(Items from a dataset)
=======
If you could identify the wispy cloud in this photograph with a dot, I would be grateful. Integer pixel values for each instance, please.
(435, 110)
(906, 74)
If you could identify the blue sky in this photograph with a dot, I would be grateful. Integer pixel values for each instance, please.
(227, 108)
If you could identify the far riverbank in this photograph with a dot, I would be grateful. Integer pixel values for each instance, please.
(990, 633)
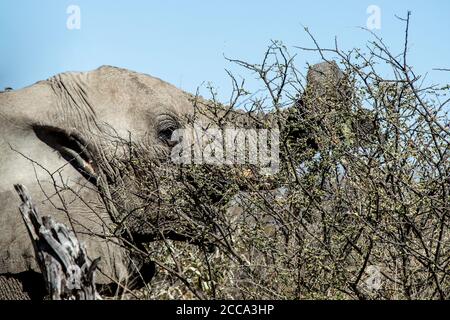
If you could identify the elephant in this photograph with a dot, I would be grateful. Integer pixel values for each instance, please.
(60, 138)
(49, 133)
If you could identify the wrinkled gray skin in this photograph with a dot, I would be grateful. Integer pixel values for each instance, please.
(36, 119)
(34, 150)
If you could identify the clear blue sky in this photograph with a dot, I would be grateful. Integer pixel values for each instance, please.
(184, 42)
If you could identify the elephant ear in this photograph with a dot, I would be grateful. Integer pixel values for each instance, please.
(21, 155)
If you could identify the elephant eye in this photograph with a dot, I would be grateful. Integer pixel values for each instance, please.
(166, 129)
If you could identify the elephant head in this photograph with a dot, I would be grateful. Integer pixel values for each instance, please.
(71, 140)
(94, 150)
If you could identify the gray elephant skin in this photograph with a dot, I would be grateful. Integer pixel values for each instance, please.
(52, 135)
(44, 130)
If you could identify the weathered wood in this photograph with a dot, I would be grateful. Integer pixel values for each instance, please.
(62, 258)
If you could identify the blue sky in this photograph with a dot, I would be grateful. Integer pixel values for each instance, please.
(185, 42)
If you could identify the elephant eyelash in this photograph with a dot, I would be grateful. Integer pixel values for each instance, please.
(166, 128)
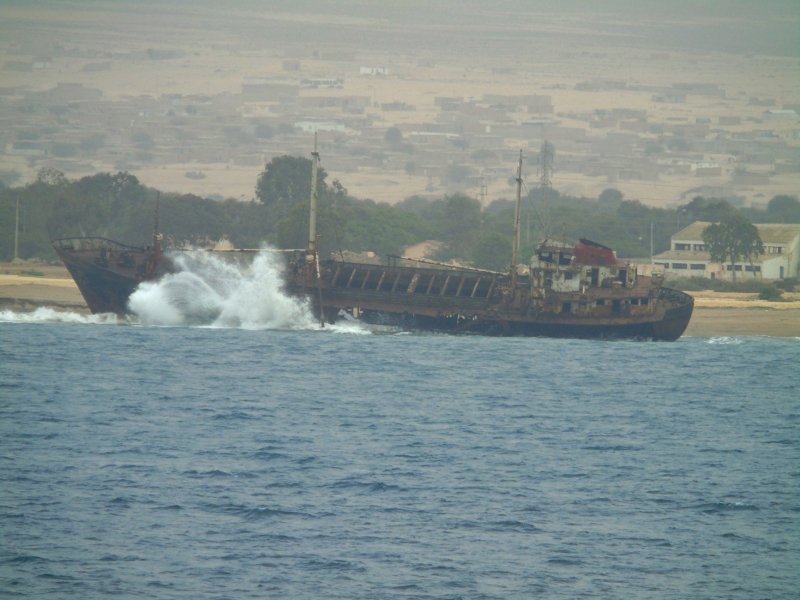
=======
To be done - Show every line of the listing above that contains the word "gray".

The answer -
If you could identify the wrinkled gray skin in this photograph with a dot, I would be grateful. Integer pixel values for each instance, please.
If you could identify the gray elephant skin in this photograph with a dot, I would be grateful. Integer pixel values for each instance, please.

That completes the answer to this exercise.